§ Task item
The required answer is an exact copy of the records below, without pictures.

[Collected data]
▬▬▬

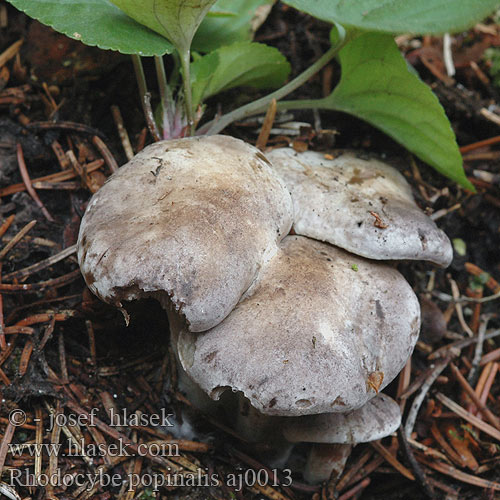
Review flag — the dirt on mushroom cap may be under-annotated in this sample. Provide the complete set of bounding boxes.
[177,235,421,416]
[266,148,453,267]
[77,135,293,332]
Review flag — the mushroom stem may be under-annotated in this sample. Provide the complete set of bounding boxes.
[176,359,219,414]
[235,394,293,468]
[235,394,275,442]
[167,309,219,414]
[304,443,353,485]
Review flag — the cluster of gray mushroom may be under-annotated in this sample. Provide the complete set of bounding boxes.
[77,135,453,484]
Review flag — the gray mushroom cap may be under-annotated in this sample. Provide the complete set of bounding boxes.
[77,135,293,332]
[283,393,401,444]
[266,148,453,267]
[177,235,420,416]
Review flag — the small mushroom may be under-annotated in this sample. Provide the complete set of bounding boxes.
[177,235,420,416]
[266,148,453,267]
[77,135,293,331]
[282,393,401,483]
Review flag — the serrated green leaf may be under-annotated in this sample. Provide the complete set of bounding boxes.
[323,33,472,189]
[109,0,216,53]
[4,0,173,56]
[193,0,274,53]
[283,0,500,35]
[191,41,290,109]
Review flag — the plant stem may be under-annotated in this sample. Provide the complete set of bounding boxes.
[179,49,194,136]
[154,56,172,110]
[132,55,162,141]
[170,51,181,90]
[202,44,342,136]
[142,92,162,142]
[131,55,150,126]
[276,97,329,111]
[154,56,172,139]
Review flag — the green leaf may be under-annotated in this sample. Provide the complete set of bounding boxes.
[191,42,290,110]
[323,33,472,189]
[283,0,500,35]
[109,0,216,53]
[4,0,173,56]
[193,0,274,53]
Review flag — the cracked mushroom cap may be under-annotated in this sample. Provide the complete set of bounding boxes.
[266,148,453,267]
[77,135,293,332]
[177,235,420,416]
[283,393,401,444]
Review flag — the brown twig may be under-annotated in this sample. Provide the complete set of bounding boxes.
[417,453,500,491]
[480,348,500,366]
[18,339,33,376]
[466,286,483,335]
[111,105,134,161]
[0,262,4,350]
[480,362,498,405]
[256,98,277,150]
[337,448,373,492]
[34,406,43,480]
[0,39,23,68]
[4,326,34,335]
[136,127,148,152]
[429,329,500,360]
[0,367,10,385]
[17,144,54,221]
[143,93,162,142]
[51,140,71,170]
[3,244,76,282]
[228,445,296,499]
[460,135,500,154]
[46,401,62,498]
[404,356,453,438]
[469,316,491,384]
[398,428,436,499]
[397,358,412,412]
[436,392,500,441]
[430,422,467,468]
[337,478,371,500]
[58,331,68,384]
[86,320,97,367]
[92,135,119,173]
[449,362,500,430]
[465,263,500,293]
[370,440,415,481]
[31,180,80,191]
[26,120,107,139]
[0,219,36,261]
[0,215,15,239]
[475,361,493,398]
[0,159,104,197]
[0,421,15,473]
[449,277,474,337]
[64,399,180,470]
[344,453,385,489]
[0,268,81,293]
[15,311,75,327]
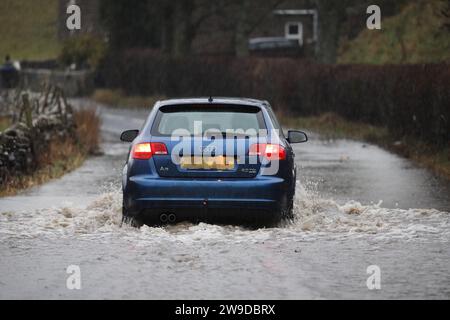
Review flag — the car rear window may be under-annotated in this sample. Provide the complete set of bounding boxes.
[152,104,266,136]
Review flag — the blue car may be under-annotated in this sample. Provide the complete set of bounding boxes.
[120,98,307,227]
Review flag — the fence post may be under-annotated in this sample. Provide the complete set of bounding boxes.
[42,83,50,112]
[22,93,33,128]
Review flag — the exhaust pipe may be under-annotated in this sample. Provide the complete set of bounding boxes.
[159,213,168,223]
[168,213,177,223]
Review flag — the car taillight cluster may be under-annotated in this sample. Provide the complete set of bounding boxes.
[249,144,286,161]
[132,142,168,160]
[133,142,286,161]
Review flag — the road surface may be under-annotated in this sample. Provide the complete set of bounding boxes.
[1,100,449,299]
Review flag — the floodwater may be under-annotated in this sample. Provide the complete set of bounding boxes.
[0,100,449,299]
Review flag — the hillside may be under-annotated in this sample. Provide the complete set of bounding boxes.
[338,0,450,64]
[0,0,60,61]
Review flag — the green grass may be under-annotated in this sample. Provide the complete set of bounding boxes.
[338,0,450,64]
[280,112,450,179]
[0,0,61,61]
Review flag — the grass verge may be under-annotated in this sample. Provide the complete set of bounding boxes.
[280,112,450,180]
[92,89,165,109]
[0,109,100,197]
[0,139,85,196]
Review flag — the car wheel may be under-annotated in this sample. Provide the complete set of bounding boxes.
[121,200,143,228]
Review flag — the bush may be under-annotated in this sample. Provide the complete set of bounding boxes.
[73,108,100,154]
[59,35,107,69]
[96,50,449,148]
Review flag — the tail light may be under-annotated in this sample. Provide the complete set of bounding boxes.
[132,142,168,160]
[249,144,286,161]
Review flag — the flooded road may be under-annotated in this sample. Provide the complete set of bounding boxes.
[1,101,449,299]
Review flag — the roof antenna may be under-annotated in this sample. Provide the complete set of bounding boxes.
[208,96,213,103]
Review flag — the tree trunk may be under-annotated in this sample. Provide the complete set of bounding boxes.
[173,0,195,58]
[161,4,174,55]
[234,0,252,57]
[314,0,347,63]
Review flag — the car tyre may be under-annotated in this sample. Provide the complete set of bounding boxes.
[121,200,143,228]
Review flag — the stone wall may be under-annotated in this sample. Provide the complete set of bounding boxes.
[0,88,76,186]
[20,69,95,97]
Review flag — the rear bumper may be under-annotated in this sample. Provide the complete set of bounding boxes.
[124,175,289,222]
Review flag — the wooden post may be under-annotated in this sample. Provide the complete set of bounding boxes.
[60,88,73,114]
[49,86,57,105]
[42,83,50,112]
[55,87,67,124]
[22,93,33,128]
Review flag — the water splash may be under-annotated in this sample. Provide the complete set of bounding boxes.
[289,184,448,241]
[1,182,448,242]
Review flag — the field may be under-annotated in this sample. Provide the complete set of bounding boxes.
[338,0,450,64]
[0,0,61,61]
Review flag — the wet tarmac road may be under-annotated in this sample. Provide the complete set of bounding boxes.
[1,101,449,299]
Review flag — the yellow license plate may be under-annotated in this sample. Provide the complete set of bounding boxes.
[180,156,235,170]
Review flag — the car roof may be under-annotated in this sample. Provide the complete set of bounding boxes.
[156,97,270,108]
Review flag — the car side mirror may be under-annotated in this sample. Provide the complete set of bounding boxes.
[287,130,308,144]
[120,130,139,142]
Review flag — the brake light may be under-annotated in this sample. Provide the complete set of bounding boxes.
[132,142,168,160]
[151,142,169,155]
[249,144,286,161]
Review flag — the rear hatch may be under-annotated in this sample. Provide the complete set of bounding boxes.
[150,104,267,178]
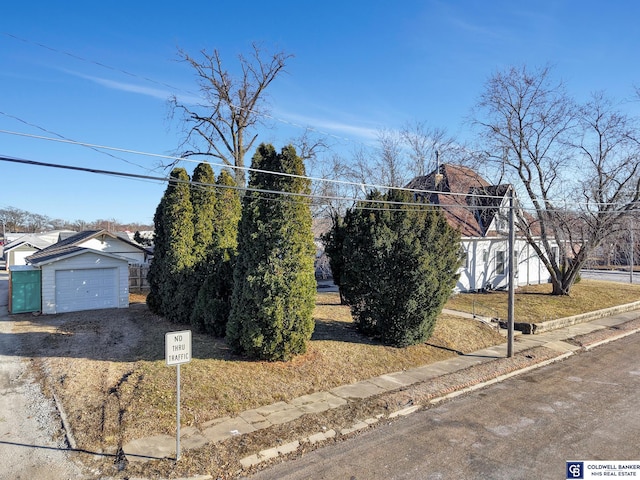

▬▬▬

§ Answer
Review flag — the dirt on mushroom cap may be under-annotated in this sample. Provide the complete set of bounding boxes.
[177,235,421,416]
[266,148,453,267]
[77,135,293,332]
Review flag — the mushroom stem may be under-annotated in this sample. Provide the complete set of bounding boxes.
[176,359,219,414]
[235,394,293,468]
[235,394,275,442]
[167,309,219,414]
[304,443,353,485]
Review flag — the cluster of gray mushroom may be under-annotated in this sample. Provide the complete set of bounding boxes.
[77,135,453,484]
Review flag — the gray mushroom cap may be under-annotated in this sample. Provide the complete set of bounding boxes.
[77,135,293,332]
[283,393,401,444]
[266,148,453,267]
[177,235,420,416]
Review flag — the small mushroom may be under-annotated in this sample. Provide the complete set of bounding boxes.
[177,235,420,416]
[266,148,453,267]
[77,135,293,331]
[282,393,401,483]
Review flag — the serrated green leaf may be under-annotated in this sample. Provide the complete set of bounding boxes.
[323,33,472,189]
[109,0,216,53]
[4,0,173,56]
[193,0,274,53]
[283,0,500,35]
[191,41,290,109]
Review flag — the plant stem may be under-annotated in this sample. Provide the complete set of bounding boxes.
[179,49,194,136]
[154,56,172,110]
[132,55,162,141]
[170,51,181,90]
[202,44,342,136]
[142,92,162,142]
[131,55,150,126]
[276,97,329,111]
[154,56,172,139]
Review flag — the green leaf may be under-annotated in this sample. Provide the complete set of bounding boxes.
[191,42,290,110]
[323,33,472,189]
[283,0,500,35]
[109,0,216,53]
[4,0,173,56]
[193,0,274,53]
Review flag — the cracked mushroom cap may be under-annotated in this sample. Provide the complete set of bounding boxes.
[266,148,453,267]
[77,135,293,332]
[177,235,420,416]
[283,393,401,444]
Review flag — the brown twig may be under-annotated in this sample. Provide the complete set of bounding boxes.
[417,453,500,491]
[480,348,500,366]
[18,339,33,376]
[466,286,483,335]
[111,105,134,161]
[0,262,4,350]
[480,362,498,405]
[256,98,277,150]
[337,448,373,492]
[34,406,43,480]
[0,39,23,68]
[4,326,34,335]
[136,127,148,152]
[429,329,500,360]
[0,367,10,385]
[17,144,54,221]
[143,93,162,142]
[51,140,71,170]
[3,244,76,282]
[228,445,296,499]
[460,135,500,154]
[46,401,62,498]
[404,356,453,438]
[469,316,491,384]
[398,428,436,499]
[397,358,412,412]
[436,392,500,441]
[430,422,467,468]
[337,478,371,500]
[58,331,68,384]
[86,320,97,367]
[92,135,119,173]
[449,362,500,430]
[465,263,500,293]
[370,440,415,481]
[31,180,80,191]
[26,120,107,139]
[0,219,36,261]
[0,215,15,239]
[475,361,493,398]
[0,159,104,197]
[0,421,15,473]
[449,277,474,337]
[64,399,180,470]
[344,453,385,489]
[0,268,81,293]
[15,311,75,327]
Review flag — the car rear window may be under-annotated in this sample. Provide the complete set of bounding boxes.
[152,104,266,136]
Review flag — the blue car may be under-annotated in this sample. Provide the complete set of bounding boxes.
[120,98,307,227]
Review flag — the fence post may be under-annotated in this sample. Provide the complete set of bounding boxes.
[42,83,50,112]
[22,93,33,128]
Review flag — the exhaust pipe may be under-annotated in this sample. Provide the complete set of bounding boxes.
[159,213,168,223]
[168,213,177,223]
Review flag — the car taillight cluster may be under-annotated in this sample. Provide the complete set of bounding boxes.
[249,144,286,161]
[132,142,168,160]
[133,142,286,161]
Review flag — the road surface may be under-annotated in this sample. Provide the complete set of bounding boxes.
[1,100,449,299]
Review flag — the floodwater may be under-annotated in this sample. Provide the complete set of bounding boxes.
[0,100,449,299]
Review flag — the hillside may be under-annotated in this sample. Provide the complete set of bounding boxes.
[338,0,450,64]
[0,0,60,61]
Review flag — the green grass may be under-annotated in this sample. Provide the complete set of bounding boxes.
[338,0,450,64]
[280,112,450,179]
[0,0,61,61]
Review flag — the grass verge may be under-annotated in this sample. Provide the complete set of bounding boxes.
[280,112,450,180]
[92,89,165,109]
[0,109,100,197]
[0,139,85,196]
Review flag — the car wheel may be under-annotated in this sample. Provide the complete set of bounding boxes.
[121,200,143,228]
Review flag — the bush may be under-annotated in this sample. Provide the complete set of bounding boxes.
[73,108,100,154]
[59,35,107,69]
[96,50,449,148]
Review flag — the tail light may be under-annotated in this sample. Provide the complete set of bounding boxes.
[132,142,168,160]
[249,144,286,161]
Review flag — the flooded road may be under-annotated in this sample. Provide the complete set of bounding boxes.
[1,101,449,299]
Review flag — the roof antenna may be under-annotated in this sample. Provide the complete set of bounding boxes.
[208,96,213,103]
Review flag — the tree trunk may be under-annotated in this sample. Provide the complete set of bounding boxes.
[173,0,195,58]
[161,4,174,55]
[234,0,252,57]
[314,0,347,63]
Review flag — the car tyre may be under-annotated in this sample. Provide the complete set of bounding boxes.
[121,200,143,228]
Review flag — the stone wall may be under-annotated in this sample. Provide the complete set of bounding boxes.
[0,88,76,186]
[20,69,95,97]
Review flag — the rear bumper may be under-annotated in this sample. Provide the complete set of bounding boxes.
[124,175,289,222]
Review flag — the wooden post may be under-annotated in this sample. Provide the complete set of bounding boxes.
[60,88,73,114]
[49,86,57,105]
[42,83,50,112]
[55,87,67,124]
[22,93,33,128]
Review flag — the water splash may be under-annotated in this sample. Provide the complete set of bounding boxes.
[289,184,448,241]
[1,182,448,242]
Review flag — the field may be under-annotated in this sample. Provide the complete set of bounding boxes.
[338,0,450,64]
[0,0,61,61]
Review flag — the wet tarmac road may be under-annotated in this sample. Provide the complete set of bounding boxes.
[1,101,449,299]
Review flag — the yellow license plate may be under-annotated in this sample. Provide the complete set of bounding boxes.
[180,156,235,170]
Review flag — the car roof may be under-annotated in this sample. Provide the complete set of bounding boxes.
[156,97,270,108]
Review flag — the car side mirror may be under-annotated in this sample. Provide the complete set of bounding boxes.
[287,130,308,144]
[120,130,139,142]
Review flag — the brake light may be under-annotated in this sample. Provide the complete set of bounding boxes.
[132,142,168,160]
[151,142,169,155]
[249,144,286,161]
Review flag — the rear hatch may be under-annotated in this sample. Provide the complete set of bounding boxes.
[150,104,267,178]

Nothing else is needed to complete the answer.